Star Formation Near Photodissociation Regions: Detection of a Peculiar Protostar Near Ced 201
Javier R. Goicoechea (LERMA), Olivier Berne (CESR), Maryvonne Gerin, (LERMA), Christine Joblin (CESR), David Teyssier (LERMA)

TL;DR
This study reports the detection and detailed analysis of a peculiar low-mass protostar near Ced 201 PDR, revealing its physical properties, accretion activity, and environmental influences, contributing to understanding triggered star formation.
Contribution
First detailed multi-wavelength characterization of a peculiar protostar near Ced 201, combining dust continuum, IR, and molecular line observations to model its envelope and accretion processes.
Findings
Protostar is a transition Class 0/I object or multiple system.
Presence of collimated molecular outflow indicates ongoing accretion.
Envelope modeling suggests inward motions and specific ionization conditions.

_SET PROBLEM_: Reproduce the summary on the protostar near Ced 201 word for word, from "Star Formation Near" up to and including "David Teyssier (LERMA)". Rely only on the text above for what follows.

_SUPPLIED INFORMATION_:
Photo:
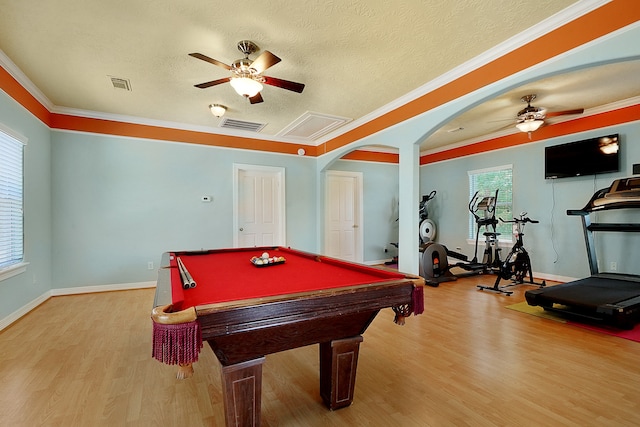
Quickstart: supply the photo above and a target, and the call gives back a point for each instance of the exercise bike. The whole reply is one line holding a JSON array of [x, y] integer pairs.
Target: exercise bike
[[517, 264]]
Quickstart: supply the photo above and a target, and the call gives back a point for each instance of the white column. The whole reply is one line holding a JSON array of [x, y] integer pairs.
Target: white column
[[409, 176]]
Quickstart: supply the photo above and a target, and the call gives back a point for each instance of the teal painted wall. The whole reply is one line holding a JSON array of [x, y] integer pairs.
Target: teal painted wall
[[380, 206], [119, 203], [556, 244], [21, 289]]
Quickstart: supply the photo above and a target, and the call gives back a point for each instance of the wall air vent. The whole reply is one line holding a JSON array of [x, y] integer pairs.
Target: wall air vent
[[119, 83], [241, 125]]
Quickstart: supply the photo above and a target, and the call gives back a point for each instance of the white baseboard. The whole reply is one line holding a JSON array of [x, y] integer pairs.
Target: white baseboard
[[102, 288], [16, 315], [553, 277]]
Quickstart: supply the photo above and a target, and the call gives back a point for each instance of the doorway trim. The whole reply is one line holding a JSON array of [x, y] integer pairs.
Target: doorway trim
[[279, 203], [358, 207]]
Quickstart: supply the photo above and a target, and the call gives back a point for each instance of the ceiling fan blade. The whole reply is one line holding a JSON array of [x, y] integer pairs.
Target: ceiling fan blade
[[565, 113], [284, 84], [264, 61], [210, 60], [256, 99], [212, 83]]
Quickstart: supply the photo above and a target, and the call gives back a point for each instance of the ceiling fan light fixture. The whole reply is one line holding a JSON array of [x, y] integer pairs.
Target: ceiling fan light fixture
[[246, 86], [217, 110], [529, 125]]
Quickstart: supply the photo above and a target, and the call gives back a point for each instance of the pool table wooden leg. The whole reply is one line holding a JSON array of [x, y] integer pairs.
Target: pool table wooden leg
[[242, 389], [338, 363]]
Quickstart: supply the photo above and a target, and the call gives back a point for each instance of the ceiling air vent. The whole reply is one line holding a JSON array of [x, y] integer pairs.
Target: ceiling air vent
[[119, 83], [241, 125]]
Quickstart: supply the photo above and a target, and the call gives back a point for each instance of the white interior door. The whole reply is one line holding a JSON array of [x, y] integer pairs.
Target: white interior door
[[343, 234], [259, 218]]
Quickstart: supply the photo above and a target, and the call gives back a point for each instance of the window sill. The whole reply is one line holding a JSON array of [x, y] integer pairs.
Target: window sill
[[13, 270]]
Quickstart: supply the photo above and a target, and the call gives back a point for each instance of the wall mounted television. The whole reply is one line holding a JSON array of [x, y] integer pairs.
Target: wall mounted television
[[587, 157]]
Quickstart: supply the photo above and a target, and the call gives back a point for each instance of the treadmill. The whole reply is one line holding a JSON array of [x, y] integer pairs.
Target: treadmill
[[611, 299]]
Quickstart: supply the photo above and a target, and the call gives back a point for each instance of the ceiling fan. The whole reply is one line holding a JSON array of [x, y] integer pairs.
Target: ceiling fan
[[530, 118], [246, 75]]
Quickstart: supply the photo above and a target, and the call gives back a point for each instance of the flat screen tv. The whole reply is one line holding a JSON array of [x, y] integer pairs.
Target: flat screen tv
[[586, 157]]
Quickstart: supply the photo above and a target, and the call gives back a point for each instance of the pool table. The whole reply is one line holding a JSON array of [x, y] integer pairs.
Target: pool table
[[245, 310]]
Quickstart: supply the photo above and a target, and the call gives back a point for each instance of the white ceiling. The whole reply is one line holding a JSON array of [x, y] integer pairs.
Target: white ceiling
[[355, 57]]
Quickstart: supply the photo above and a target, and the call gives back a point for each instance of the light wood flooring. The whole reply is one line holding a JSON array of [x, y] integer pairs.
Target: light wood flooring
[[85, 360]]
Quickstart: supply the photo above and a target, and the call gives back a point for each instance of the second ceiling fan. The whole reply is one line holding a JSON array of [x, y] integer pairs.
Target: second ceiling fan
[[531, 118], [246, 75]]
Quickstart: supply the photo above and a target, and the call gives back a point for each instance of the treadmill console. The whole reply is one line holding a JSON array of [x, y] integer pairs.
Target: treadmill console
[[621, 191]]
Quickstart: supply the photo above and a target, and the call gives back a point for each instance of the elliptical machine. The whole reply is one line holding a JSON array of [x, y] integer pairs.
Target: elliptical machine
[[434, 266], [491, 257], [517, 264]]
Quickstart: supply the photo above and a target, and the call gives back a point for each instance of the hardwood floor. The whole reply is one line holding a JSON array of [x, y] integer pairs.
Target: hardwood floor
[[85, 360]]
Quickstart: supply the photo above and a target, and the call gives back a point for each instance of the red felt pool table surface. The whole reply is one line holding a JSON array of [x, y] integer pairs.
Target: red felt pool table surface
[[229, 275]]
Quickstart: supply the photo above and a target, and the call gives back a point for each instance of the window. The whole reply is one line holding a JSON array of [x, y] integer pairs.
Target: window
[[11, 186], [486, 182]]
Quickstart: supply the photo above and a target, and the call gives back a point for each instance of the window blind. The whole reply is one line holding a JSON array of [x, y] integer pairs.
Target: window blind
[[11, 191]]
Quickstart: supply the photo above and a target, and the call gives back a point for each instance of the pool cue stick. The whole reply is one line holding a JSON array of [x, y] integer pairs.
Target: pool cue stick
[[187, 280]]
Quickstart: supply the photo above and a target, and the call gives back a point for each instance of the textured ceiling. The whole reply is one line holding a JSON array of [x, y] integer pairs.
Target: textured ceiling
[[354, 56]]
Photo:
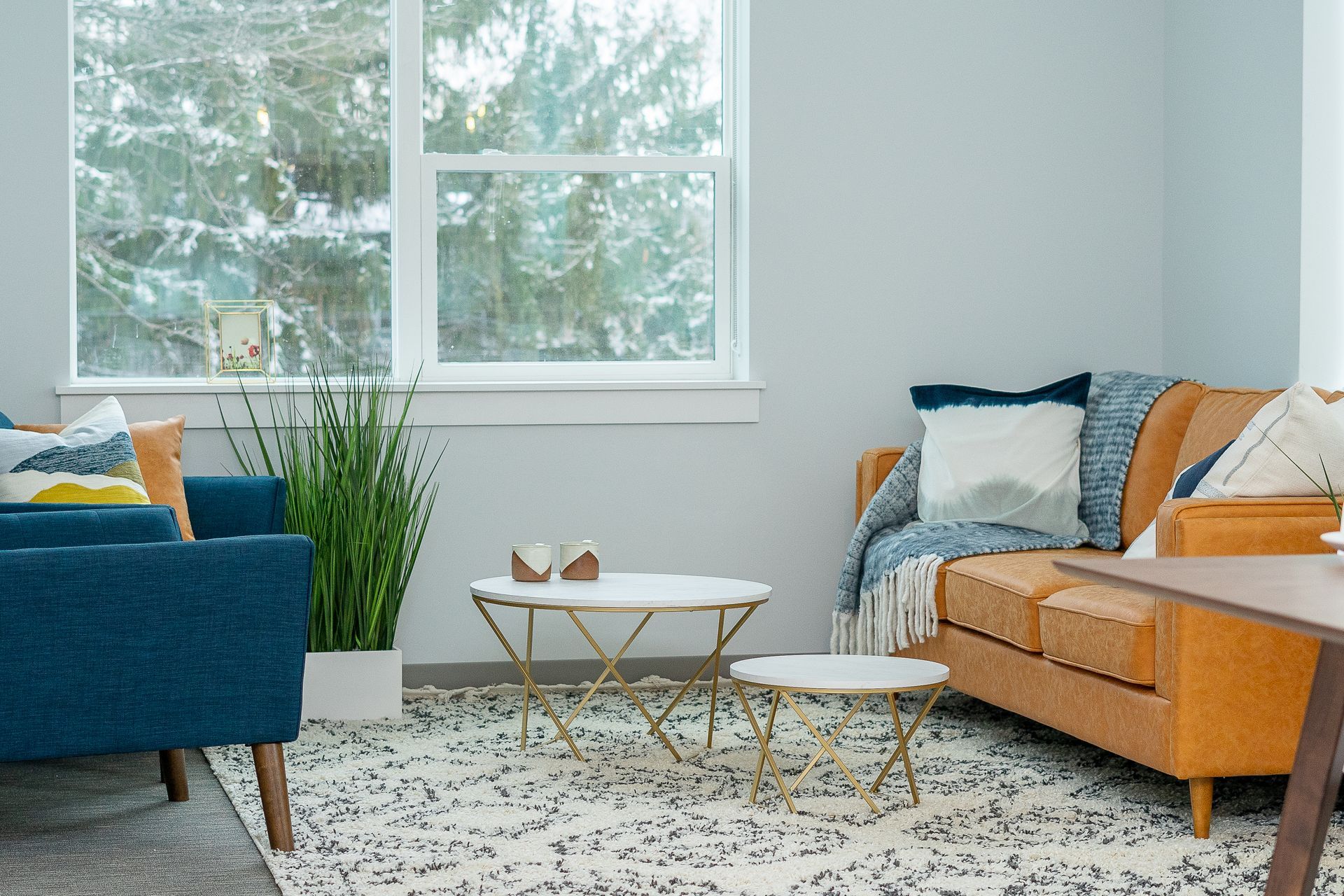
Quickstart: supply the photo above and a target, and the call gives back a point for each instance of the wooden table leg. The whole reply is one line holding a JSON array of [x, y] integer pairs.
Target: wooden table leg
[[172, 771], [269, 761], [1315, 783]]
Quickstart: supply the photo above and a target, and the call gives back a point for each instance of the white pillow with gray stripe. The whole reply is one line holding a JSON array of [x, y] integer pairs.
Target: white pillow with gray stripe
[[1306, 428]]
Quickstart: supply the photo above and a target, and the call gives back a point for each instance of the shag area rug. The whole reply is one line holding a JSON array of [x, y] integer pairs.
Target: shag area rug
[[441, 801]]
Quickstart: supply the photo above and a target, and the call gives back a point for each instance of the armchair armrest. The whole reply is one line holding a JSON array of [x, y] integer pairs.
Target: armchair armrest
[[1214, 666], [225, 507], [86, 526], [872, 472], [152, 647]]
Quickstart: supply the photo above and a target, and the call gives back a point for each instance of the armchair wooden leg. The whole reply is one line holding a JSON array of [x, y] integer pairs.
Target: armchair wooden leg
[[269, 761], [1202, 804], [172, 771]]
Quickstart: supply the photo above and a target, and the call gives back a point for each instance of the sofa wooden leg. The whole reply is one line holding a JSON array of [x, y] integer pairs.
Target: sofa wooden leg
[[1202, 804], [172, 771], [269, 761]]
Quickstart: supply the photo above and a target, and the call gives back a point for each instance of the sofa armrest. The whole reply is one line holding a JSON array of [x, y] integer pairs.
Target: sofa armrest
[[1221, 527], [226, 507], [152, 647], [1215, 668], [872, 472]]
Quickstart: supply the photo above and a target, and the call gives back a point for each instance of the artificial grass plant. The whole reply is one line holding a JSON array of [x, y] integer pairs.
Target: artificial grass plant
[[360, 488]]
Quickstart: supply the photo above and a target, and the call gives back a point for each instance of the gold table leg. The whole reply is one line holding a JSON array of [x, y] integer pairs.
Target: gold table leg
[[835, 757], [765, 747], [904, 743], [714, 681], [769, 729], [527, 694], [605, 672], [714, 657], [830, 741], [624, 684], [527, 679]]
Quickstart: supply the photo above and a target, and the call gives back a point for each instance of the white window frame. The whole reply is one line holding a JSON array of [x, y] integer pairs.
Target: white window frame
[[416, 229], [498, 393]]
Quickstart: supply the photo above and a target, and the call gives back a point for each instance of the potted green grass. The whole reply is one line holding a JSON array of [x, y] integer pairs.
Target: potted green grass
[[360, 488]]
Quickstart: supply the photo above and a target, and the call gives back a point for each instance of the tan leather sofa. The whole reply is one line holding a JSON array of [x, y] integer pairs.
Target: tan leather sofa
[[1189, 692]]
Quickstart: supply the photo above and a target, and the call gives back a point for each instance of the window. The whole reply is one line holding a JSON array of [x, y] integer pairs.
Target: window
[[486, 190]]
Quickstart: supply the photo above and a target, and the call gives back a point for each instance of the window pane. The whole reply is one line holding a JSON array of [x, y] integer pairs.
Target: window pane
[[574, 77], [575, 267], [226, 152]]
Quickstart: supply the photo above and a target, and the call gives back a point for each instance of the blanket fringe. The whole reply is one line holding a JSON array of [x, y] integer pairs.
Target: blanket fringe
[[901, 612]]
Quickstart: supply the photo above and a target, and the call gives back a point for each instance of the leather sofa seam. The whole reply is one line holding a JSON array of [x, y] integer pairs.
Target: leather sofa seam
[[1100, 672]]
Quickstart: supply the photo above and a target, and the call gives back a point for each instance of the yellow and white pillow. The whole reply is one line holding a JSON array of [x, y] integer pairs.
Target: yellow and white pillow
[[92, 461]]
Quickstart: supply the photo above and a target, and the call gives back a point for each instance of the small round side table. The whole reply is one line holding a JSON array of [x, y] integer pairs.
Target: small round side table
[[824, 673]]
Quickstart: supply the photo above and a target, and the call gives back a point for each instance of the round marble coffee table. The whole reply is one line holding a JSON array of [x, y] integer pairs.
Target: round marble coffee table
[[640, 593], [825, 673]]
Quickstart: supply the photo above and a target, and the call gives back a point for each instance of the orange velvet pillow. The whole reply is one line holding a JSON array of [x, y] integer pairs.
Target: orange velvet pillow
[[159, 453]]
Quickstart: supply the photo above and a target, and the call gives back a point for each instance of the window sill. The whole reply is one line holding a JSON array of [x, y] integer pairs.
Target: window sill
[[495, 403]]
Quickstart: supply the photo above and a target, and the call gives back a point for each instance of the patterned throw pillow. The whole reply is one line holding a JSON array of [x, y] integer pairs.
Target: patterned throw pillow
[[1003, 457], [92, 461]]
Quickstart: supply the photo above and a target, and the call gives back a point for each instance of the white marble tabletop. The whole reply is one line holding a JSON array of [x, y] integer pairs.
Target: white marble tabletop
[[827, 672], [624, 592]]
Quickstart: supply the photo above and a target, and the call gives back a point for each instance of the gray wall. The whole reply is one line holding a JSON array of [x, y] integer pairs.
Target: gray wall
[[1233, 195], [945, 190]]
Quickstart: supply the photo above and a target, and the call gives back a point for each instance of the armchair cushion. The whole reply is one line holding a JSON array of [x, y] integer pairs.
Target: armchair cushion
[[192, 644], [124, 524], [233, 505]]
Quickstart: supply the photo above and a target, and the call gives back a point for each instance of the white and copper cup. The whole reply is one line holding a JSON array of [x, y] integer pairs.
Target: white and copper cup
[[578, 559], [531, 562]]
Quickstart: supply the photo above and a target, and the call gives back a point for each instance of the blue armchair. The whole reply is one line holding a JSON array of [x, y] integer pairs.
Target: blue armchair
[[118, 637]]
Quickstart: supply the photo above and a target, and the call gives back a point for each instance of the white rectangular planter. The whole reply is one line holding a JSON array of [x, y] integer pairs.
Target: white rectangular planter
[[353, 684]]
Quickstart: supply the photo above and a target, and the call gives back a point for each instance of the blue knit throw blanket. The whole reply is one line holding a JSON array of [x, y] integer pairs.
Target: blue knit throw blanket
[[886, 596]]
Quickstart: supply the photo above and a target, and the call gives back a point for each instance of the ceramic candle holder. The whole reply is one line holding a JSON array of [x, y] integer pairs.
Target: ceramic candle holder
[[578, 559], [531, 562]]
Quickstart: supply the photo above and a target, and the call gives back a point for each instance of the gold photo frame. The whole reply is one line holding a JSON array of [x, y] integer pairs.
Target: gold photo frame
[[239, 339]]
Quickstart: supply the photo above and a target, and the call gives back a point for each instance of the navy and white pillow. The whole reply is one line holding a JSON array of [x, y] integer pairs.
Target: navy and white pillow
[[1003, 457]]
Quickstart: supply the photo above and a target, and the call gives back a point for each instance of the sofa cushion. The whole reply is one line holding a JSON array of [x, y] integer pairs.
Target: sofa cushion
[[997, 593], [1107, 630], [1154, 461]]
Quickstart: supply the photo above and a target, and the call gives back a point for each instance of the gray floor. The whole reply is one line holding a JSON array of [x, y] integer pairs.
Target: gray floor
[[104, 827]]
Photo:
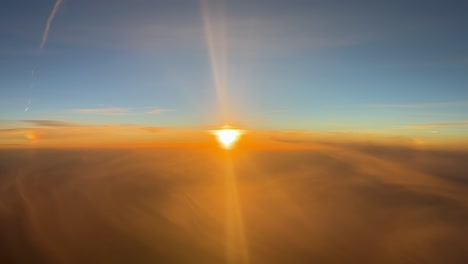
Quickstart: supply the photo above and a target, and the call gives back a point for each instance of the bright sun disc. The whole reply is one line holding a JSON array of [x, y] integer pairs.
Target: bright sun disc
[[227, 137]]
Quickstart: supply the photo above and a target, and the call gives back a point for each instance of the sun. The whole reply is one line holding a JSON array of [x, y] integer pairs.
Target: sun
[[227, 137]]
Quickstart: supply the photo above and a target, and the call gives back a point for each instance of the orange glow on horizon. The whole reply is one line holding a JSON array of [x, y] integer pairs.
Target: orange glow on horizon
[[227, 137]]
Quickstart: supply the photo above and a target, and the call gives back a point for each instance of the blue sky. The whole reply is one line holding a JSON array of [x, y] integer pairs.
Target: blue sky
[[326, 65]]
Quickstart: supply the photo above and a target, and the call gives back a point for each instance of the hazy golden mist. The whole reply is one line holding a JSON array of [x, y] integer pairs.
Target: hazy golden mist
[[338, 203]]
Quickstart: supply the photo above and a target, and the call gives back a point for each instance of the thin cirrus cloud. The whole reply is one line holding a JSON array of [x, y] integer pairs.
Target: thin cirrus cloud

_RESPONSE TO THE EXERCISE_:
Star Formation Near Photodissociation Regions: Detection of a Peculiar Protostar Near Ced 201
Javier R. Goicoechea (LERMA), Olivier Berne (CESR), Maryvonne Gerin, (LERMA), Christine Joblin (CESR), David Teyssier (LERMA)